### Goal of the exercise
Reproduce all of the data, making sure that no line differs from the original.

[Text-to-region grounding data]
=== Begin Enclosure ===

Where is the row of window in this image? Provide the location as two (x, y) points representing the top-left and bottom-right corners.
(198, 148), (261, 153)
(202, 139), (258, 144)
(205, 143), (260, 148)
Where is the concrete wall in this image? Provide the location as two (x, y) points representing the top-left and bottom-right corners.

=== End Enclosure ===

### Task response
Where is the row of window in this image? Provide the location as two (x, y) points representing the top-left and bottom-right corners.
(198, 148), (261, 153)
(202, 139), (258, 144)
(205, 143), (260, 148)
Where is the concrete wall in this image? Provide the location as two (x, y) points representing the top-left and bottom-right corners.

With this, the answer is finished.